*** PROVIDED TEXT ***

Ask HN: Meditaion Resources - B3QL
Do you know any good and free resources about meditation from beginner to advanced?<p>I tried headspace.com but after free trial I resign.
======
eswat
Check if there’s a Shambhala centre near you:
[http://shambhala.org/centres/find-shambhala-
centre/](http://shambhala.org/centres/find-shambhala-centre/)

They offer free beginners meditation classes and group meditation sessions.

You can also continue doing what you’re doing and try many of the free
meditation apps to soak up their material. Give Calm, Sounds True, 10% Happier
and Insight Timer a try.

As for free books there’s Mindfulness In Plain English:
[http://www.urbandharma.org/udharma4/mpe.html](http://www.urbandharma.org/udharma4/mpe.html)

------
wu-ikkyu
Alan Watts - The Art of Meditation

[https://www.youtube.com/watch?v=EgHCwsQ1MqI](https://www.youtube.com/watch?v=EgHCwsQ1MqI)

*** RECORDED INFORMATION ***

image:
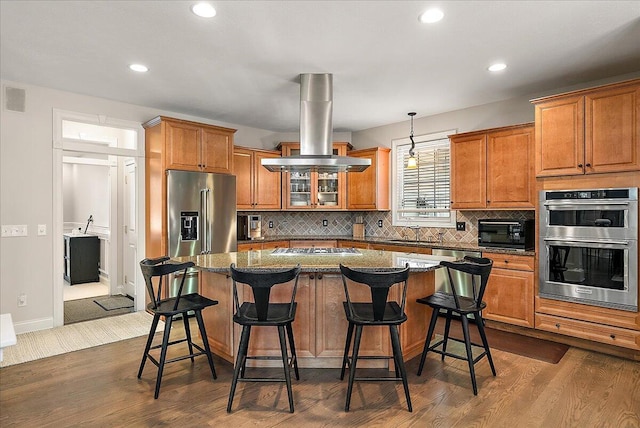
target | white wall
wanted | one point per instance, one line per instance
(86, 192)
(26, 263)
(26, 195)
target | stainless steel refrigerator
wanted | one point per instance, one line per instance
(201, 216)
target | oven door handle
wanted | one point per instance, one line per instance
(608, 243)
(583, 204)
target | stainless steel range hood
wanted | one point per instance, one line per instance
(316, 132)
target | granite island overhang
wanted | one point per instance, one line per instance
(317, 261)
(320, 327)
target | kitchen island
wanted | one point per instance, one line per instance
(320, 326)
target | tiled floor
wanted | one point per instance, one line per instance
(82, 291)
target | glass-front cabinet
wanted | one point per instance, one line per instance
(313, 190)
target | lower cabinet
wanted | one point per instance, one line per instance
(320, 327)
(510, 290)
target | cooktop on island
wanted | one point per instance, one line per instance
(312, 251)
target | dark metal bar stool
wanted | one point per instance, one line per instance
(261, 312)
(379, 311)
(168, 308)
(461, 306)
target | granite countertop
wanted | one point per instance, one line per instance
(365, 259)
(447, 245)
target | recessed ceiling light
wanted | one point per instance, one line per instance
(139, 68)
(431, 16)
(497, 66)
(204, 10)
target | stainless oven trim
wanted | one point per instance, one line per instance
(626, 299)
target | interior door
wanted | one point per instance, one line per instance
(130, 249)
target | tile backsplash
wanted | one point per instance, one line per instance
(340, 223)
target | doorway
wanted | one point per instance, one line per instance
(97, 163)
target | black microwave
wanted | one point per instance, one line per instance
(513, 234)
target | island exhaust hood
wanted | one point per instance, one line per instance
(316, 133)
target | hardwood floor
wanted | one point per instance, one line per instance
(98, 387)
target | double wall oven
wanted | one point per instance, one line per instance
(589, 247)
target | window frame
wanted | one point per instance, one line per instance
(396, 187)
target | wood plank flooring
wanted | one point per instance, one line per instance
(98, 387)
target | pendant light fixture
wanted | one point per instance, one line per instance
(412, 163)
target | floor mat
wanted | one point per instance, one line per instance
(531, 347)
(86, 309)
(111, 303)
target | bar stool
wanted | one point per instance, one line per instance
(461, 306)
(180, 305)
(378, 311)
(264, 313)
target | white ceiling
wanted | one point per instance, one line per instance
(242, 66)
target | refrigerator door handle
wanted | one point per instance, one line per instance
(204, 208)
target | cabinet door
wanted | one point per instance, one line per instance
(182, 146)
(509, 297)
(369, 189)
(216, 151)
(242, 169)
(311, 190)
(266, 184)
(468, 172)
(612, 131)
(510, 176)
(559, 137)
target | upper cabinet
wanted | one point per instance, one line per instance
(369, 189)
(191, 146)
(589, 131)
(312, 190)
(182, 145)
(493, 169)
(257, 188)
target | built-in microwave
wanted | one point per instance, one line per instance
(512, 234)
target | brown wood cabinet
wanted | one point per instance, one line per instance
(510, 290)
(257, 188)
(313, 190)
(192, 146)
(493, 169)
(320, 327)
(183, 145)
(369, 190)
(589, 131)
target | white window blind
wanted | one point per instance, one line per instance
(422, 195)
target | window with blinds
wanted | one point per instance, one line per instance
(422, 195)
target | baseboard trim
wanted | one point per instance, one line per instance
(33, 325)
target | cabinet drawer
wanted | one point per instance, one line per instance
(589, 331)
(511, 261)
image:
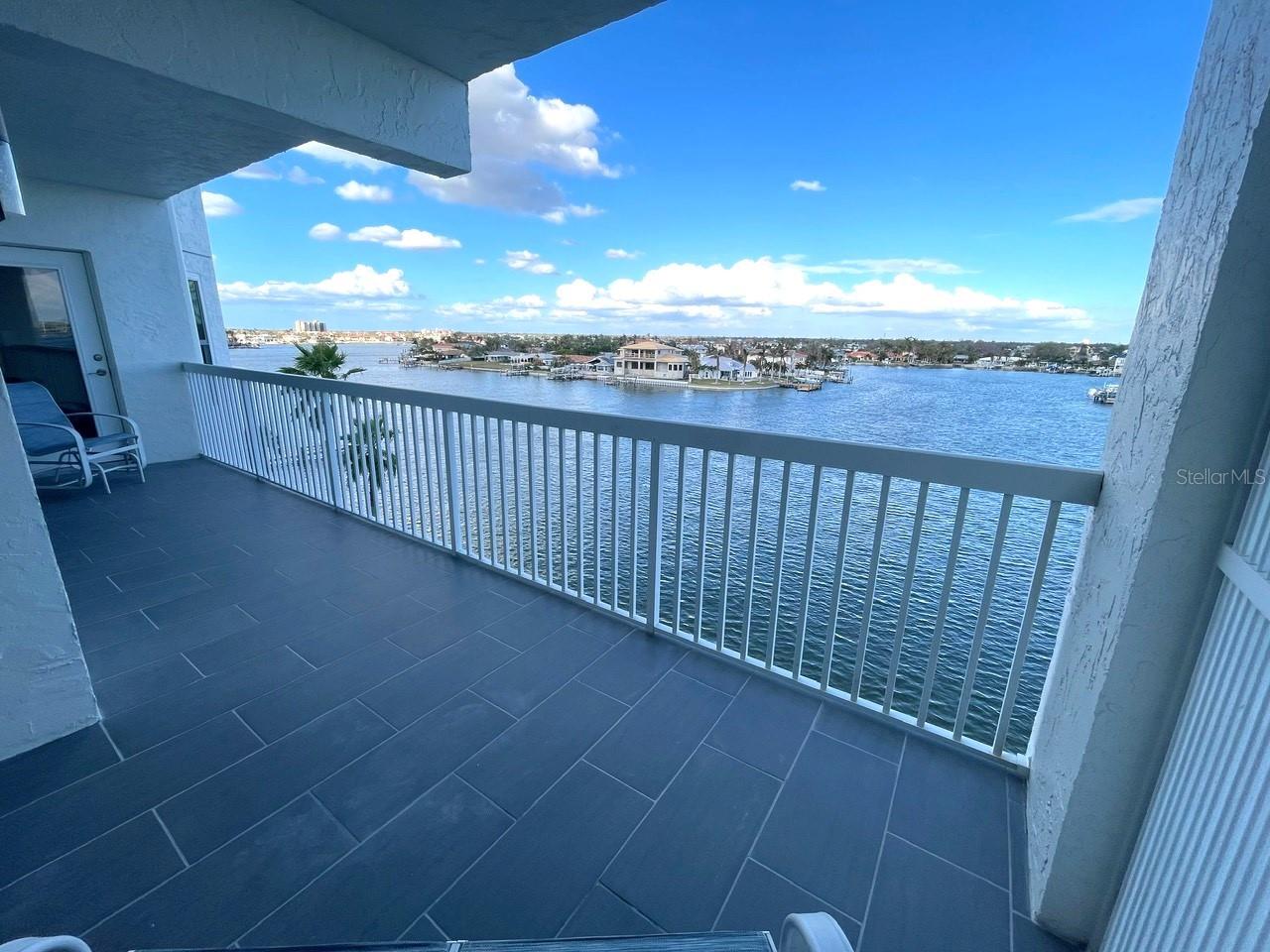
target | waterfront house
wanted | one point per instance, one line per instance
(651, 359)
(447, 352)
(263, 699)
(717, 367)
(502, 356)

***

GIVEN PROBLEM A —
Copy the stretch of the meditation thread from "Ask HN: Meditaion" through "group meditation sessions.".
GIVEN PROBLEM B —
Shorten the paragraph in the meditation thread that begins "You can also continue doing what you're doing" into a brief list, keeping its main points.
The listing comes from a different source than the meditation thread.

EXPECTED OUTPUT A —
Ask HN: Meditaion Resources - B3QL
Do you know any good and free resources about meditation from beginner to advanced?<p>I tried headspace.com but after free trial I resign.
======
eswat
Check if there’s a Shambhala centre near you:
[http://shambhala.org/centres/find-shambhala-
centre/](http://shambhala.org/centres/find-shambhala-centre/)

They offer free beginners meditation classes and group meditation sessions.

EXPECTED OUTPUT B —
- Keep doing what you're doing and try many free meditation apps to take in their material.
- Apps to try: Calm, Sounds True, 10% Happier, Insight Timer.